> [Textausschnitt]
★ ★ ★ ★ ★
Look Out
Wo sich Tumor auf Humor reimt
Der Schauspieler und Autor Stefan Hornbach verbindet schwarzen Humor mit kritischem Engagement
von Elisabeth Maier
Erschienen in: Theater der Zeit: Playtime! – Der Theatermacher Herbert Fritsch (05/2017)
Assoziationen: Schauspielhaus Bochum
In der Rolle von Pippi Langstrumpfs Lehrerin Fräulein Prysselius hat er Kinder in der Heidelberger Produktion des Astrid-Lindgren-Klassikers verblüfft. Der Schauspieler Stefan Hornbach liebt es, Rollen zu hinterfragen. Die verklemmte Gouvernante ist in seiner Interpretation im Kinderstück des Stadttheaters eine herrlich verwirrte Frau. Auf ein Fach will sich der Schauspielabsolvent der Akademie für Darstellende Kunst in Ludwigsburg auch im Theater nicht festlegen lassen. „Ich wollte immer auf der Bühne stehen“, erinnert sich der 30-Jährige. „Damit habe ich schon in der Schule angefangen.“
Auch Schreiben gehört seit jeher zu seinem Leben. Nun macht er als Autor von sich reden. Mit seinem Stück „Über meine Leiche“ gewann er nicht nur den Osnabrücker Dramatikerpreis, verbunden mit der Uraufführung, auch bei den Autorentheatertagen des Deutschen Theaters Berlin wurde das Stück ausgezeichnet. Regie führte Nicolas Charaux, der es am Burgtheater Wien auf die Bühne brachte. Im Mai hat der Text in Anne Liebtraus Regie am Schauspielhaus Bochum Premiere. Nachspielerfolge, von denen viele träumen.
★ ★ ★ ★ ★
[Einträge aus einer Sammlung]
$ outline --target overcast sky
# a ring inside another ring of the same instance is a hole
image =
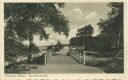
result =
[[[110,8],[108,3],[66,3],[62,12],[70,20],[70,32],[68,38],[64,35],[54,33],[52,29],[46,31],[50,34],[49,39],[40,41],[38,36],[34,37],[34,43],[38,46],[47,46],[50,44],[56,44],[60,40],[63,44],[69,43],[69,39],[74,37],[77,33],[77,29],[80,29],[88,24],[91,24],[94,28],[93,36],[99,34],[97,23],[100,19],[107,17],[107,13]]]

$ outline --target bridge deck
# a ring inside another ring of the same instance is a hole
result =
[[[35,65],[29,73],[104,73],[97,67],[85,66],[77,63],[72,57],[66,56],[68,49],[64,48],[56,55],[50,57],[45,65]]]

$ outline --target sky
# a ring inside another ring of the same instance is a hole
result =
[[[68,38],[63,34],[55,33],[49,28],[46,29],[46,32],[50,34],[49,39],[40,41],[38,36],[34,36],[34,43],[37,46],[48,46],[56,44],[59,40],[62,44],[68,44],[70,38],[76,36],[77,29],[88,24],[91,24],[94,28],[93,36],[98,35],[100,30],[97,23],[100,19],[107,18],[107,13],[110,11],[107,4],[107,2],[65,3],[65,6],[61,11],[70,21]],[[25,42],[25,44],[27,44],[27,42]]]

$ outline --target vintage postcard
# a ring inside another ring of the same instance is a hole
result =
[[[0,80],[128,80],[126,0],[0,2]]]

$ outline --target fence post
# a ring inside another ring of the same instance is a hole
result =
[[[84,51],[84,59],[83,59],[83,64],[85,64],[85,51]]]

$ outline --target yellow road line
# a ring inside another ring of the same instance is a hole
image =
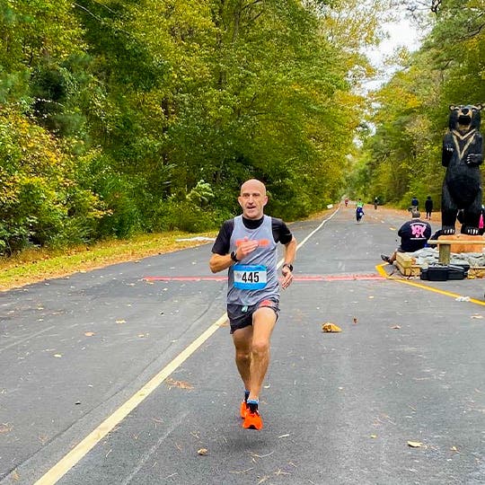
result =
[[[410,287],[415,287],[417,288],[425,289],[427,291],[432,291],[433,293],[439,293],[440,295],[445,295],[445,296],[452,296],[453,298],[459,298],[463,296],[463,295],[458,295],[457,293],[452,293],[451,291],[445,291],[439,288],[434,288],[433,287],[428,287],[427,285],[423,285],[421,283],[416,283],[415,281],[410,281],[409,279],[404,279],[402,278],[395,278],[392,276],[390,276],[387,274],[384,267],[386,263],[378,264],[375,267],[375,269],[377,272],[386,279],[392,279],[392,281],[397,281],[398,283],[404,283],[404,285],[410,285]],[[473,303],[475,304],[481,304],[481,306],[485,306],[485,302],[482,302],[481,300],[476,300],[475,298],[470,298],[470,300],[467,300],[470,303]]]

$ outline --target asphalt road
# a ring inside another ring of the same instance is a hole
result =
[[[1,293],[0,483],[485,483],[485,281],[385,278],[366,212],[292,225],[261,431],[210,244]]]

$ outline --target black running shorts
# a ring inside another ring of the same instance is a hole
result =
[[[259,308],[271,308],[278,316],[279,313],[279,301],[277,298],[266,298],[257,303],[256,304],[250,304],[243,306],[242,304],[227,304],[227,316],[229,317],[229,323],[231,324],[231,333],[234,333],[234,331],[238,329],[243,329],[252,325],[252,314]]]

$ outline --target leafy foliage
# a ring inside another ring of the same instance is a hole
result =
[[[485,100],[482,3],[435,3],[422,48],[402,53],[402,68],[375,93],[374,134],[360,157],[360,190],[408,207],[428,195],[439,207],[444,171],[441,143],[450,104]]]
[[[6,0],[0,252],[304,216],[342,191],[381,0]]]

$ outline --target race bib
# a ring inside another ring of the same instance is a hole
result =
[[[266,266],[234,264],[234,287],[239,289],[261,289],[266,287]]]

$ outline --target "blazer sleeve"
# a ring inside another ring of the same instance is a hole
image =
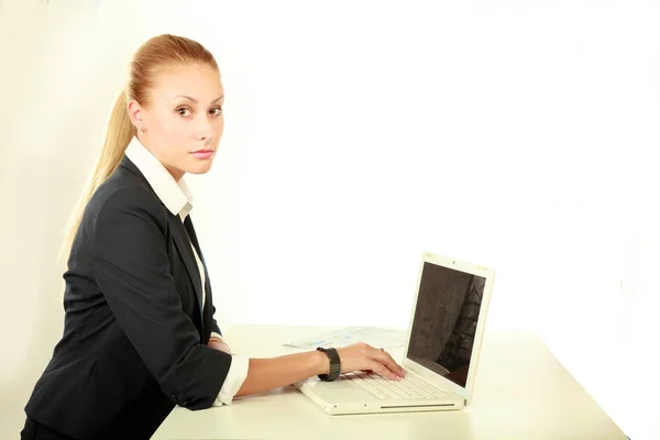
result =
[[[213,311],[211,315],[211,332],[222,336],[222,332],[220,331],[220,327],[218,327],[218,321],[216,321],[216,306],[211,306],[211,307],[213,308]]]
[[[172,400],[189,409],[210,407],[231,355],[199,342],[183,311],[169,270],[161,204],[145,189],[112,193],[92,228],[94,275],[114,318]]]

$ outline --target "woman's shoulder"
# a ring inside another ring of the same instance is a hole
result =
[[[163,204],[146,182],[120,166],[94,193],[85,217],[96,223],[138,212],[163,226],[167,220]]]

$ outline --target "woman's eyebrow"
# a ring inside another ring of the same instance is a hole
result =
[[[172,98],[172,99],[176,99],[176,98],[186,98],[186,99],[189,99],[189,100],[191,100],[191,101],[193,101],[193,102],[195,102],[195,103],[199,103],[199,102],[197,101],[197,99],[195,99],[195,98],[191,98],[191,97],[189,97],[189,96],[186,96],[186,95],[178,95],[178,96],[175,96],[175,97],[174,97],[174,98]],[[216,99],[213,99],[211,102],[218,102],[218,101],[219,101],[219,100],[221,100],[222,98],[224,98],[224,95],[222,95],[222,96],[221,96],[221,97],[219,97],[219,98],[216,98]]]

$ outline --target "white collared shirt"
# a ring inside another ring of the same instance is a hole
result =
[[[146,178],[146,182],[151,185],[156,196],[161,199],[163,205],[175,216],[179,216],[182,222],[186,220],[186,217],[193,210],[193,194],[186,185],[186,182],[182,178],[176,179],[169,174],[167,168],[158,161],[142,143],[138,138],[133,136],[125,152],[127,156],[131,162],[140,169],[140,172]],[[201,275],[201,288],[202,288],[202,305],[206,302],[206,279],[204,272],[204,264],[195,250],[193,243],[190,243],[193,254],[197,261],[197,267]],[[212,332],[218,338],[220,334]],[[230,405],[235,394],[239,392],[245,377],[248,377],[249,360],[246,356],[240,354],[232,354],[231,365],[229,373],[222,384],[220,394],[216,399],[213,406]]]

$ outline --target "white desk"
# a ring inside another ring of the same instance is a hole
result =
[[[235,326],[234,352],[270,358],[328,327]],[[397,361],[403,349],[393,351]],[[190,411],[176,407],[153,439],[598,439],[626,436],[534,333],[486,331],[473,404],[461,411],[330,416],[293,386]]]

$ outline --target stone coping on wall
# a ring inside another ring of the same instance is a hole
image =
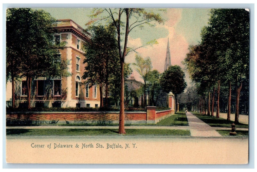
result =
★ ★ ★ ★ ★
> [Deine Aufgaben]
1. An welcher Akademie hat Stefan Hornbach laut dem Text über ihn Schauspiel studiert?
2. Schreib den Text über Stefan Hornbach nach seinem letzten Satz weiter.

> [Die Antworten]
1. An der Akademie für Darstellende Kunst in Ludwigsburg.

2.
Hornbach erzählt seine Geschichte in einer üppigen, poetischen Sprache. Seine Figuren sind durchgeknallt, und sie fürchten sich – vor dem Leben wie vor dem Sterben. Damit trifft der junge Autor ins Herz seiner Generation, die von Krisen- und Kriegsangst geschüttelt ist. Seine Protagonisten zittern, lieben, brüllen ihre Sorgen heraus. So versteht es der Schauspieler, das tiefste Innere der Figuren nach außen zu kehren. Der krebskranke Fritz bewundert die supercoole, aber frustrierte Jana. Sie will von ihm lernen, wie man stirbt. Ein Tumor zehrt an seinen Kräften. Deshalb saugt er gierig Janas Lebensenergie auf. Ganz nah liegen Lachen und Existenzangst da beisammen.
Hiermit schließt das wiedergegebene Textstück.